What is expected: Can you output the records below exactly as they are written?

Supplied data:
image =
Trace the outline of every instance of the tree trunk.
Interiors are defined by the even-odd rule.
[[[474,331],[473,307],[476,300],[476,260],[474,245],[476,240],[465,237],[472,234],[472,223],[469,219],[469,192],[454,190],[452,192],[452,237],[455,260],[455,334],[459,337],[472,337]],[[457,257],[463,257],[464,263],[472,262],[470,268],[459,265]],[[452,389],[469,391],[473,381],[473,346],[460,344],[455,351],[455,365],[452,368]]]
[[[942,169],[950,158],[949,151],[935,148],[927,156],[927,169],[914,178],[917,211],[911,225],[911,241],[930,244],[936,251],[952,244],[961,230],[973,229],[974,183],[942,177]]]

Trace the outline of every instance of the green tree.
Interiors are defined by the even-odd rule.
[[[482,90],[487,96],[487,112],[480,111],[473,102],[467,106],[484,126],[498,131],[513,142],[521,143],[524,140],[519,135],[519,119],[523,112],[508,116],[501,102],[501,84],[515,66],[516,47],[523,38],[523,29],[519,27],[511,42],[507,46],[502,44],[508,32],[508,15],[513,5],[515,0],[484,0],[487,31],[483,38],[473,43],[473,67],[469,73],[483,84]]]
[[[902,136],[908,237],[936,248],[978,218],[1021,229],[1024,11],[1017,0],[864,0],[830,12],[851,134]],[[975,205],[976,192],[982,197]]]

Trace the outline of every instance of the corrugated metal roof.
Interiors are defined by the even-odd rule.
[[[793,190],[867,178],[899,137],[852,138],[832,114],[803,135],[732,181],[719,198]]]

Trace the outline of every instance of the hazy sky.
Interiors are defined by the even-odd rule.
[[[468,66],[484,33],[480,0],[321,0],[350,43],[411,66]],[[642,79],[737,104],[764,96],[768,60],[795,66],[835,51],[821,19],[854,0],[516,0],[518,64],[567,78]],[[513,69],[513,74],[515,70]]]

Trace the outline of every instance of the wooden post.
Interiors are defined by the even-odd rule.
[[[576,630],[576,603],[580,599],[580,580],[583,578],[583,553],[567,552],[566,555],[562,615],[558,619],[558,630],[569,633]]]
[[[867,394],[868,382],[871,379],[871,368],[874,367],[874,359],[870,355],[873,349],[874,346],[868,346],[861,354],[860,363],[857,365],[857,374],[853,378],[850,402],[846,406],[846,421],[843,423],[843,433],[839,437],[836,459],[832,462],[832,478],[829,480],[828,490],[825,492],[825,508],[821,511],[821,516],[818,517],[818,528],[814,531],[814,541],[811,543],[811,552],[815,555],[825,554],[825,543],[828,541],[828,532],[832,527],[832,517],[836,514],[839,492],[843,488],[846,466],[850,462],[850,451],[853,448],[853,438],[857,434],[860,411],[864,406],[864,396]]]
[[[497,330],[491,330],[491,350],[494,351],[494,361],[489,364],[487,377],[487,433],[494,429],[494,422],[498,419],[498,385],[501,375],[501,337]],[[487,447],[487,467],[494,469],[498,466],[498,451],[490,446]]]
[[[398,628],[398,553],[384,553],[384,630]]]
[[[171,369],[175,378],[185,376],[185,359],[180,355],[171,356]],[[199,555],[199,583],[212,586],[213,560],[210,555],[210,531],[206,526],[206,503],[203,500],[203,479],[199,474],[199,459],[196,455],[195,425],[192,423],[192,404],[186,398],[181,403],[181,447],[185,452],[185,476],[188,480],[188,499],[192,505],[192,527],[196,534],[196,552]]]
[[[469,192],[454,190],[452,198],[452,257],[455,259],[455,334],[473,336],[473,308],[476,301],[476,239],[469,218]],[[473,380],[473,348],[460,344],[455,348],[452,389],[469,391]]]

Result:
image =
Trace the outline of every instance of the tree trunk.
Interiors are defined by the even-odd rule.
[[[474,331],[473,307],[476,300],[476,260],[474,245],[476,240],[465,237],[472,234],[472,223],[469,219],[469,192],[454,190],[452,192],[452,237],[455,260],[455,334],[459,337],[472,337]],[[457,257],[463,257],[464,263],[472,262],[470,268],[459,265]],[[452,389],[469,391],[473,381],[473,346],[460,344],[455,351],[455,365],[452,368]]]
[[[942,169],[950,158],[949,151],[935,148],[927,156],[927,169],[914,178],[917,211],[911,225],[911,241],[930,244],[936,251],[952,244],[961,230],[973,229],[974,183],[942,177]]]

Trace the outline of every instance of the green tree.
Interiors are defined by the even-odd rule.
[[[482,90],[487,96],[487,112],[480,111],[473,102],[467,106],[484,126],[498,131],[513,142],[521,143],[524,140],[519,135],[519,119],[523,112],[508,116],[501,102],[501,84],[515,66],[516,47],[523,38],[523,29],[519,27],[511,42],[507,46],[502,44],[508,32],[508,15],[513,5],[515,0],[484,0],[487,31],[483,38],[473,43],[473,67],[469,73],[483,84]]]
[[[902,136],[908,237],[936,248],[978,218],[1021,229],[1024,11],[1017,0],[864,0],[830,12],[851,134]],[[975,205],[976,192],[982,197]]]

Trace the outline of every instance of the corrugated metal roof.
Interiors are defined by the even-odd rule.
[[[793,190],[867,178],[899,137],[852,138],[832,114],[803,135],[732,181],[719,198]]]

Trace the outline of every instance of the hazy sky.
Interiors are defined by the even-odd rule.
[[[468,66],[484,33],[480,0],[321,0],[350,43],[411,66]],[[642,79],[737,104],[764,96],[768,60],[795,66],[835,51],[821,19],[854,0],[516,0],[518,64],[567,78]],[[513,69],[513,74],[515,70]]]

Trace the outline of every instance of the wooden post.
Interiors are defined by the even-odd rule.
[[[576,630],[576,603],[580,599],[580,580],[583,578],[583,553],[567,552],[566,555],[562,615],[558,619],[558,630],[569,633]]]
[[[867,394],[868,382],[871,379],[871,368],[874,367],[874,359],[870,355],[873,349],[874,346],[868,346],[861,354],[860,363],[857,365],[857,374],[853,378],[850,402],[846,406],[846,421],[843,423],[843,433],[839,437],[836,459],[832,462],[832,478],[829,480],[828,490],[825,492],[825,508],[821,511],[821,516],[818,517],[818,528],[814,531],[814,541],[811,543],[811,552],[815,555],[825,554],[825,543],[828,541],[828,532],[832,527],[832,517],[836,514],[839,492],[843,488],[846,466],[850,462],[850,451],[853,448],[853,438],[857,434],[860,411],[864,406],[864,396]]]
[[[497,330],[491,330],[491,350],[494,351],[494,361],[489,364],[487,377],[487,433],[494,429],[494,422],[498,419],[498,385],[501,375],[501,337]],[[487,447],[487,467],[494,469],[498,466],[498,451],[490,446]]]
[[[398,628],[398,553],[384,553],[384,630]]]
[[[171,369],[175,378],[185,376],[185,359],[180,355],[171,356]],[[199,555],[199,583],[212,586],[213,560],[210,555],[210,531],[206,526],[206,503],[203,500],[203,479],[199,474],[199,459],[196,455],[195,425],[192,423],[192,404],[186,398],[181,403],[181,447],[185,452],[185,476],[188,480],[188,499],[192,505],[192,527],[196,534],[196,552]]]
[[[469,192],[454,190],[452,198],[452,257],[455,259],[455,334],[473,336],[473,308],[476,301],[476,239],[469,218]],[[473,380],[473,348],[460,344],[455,348],[452,389],[469,391]]]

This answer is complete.